───── Provided information

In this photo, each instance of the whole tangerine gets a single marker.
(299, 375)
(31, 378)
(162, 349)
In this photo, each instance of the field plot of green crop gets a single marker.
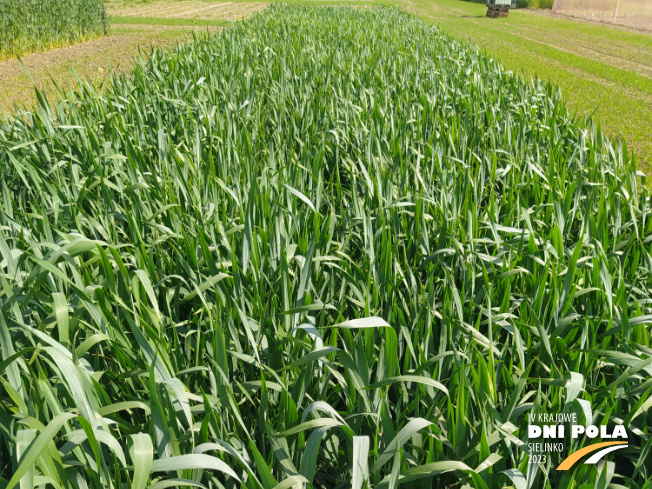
(330, 248)
(32, 25)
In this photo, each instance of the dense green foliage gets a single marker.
(33, 25)
(327, 246)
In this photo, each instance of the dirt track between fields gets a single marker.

──────────

## Do this:
Convert the records above into a JSON list of strings, with each line as its own string and no entries for blank lines. Leave the pictures out.

## Result:
[
  "In this photo, each instance of the whole tangerine gets a single marker.",
  "(299, 375)",
  "(31, 378)",
  "(162, 349)",
  "In this photo, each instance of the field plot of green crop gets a single marker.",
  "(330, 248)",
  "(32, 25)",
  "In this photo, each instance of the dense green foliage gets a single marker.",
  "(33, 25)",
  "(327, 246)",
  "In this photo, each instance of the dirt track between fields gets a single marker."
]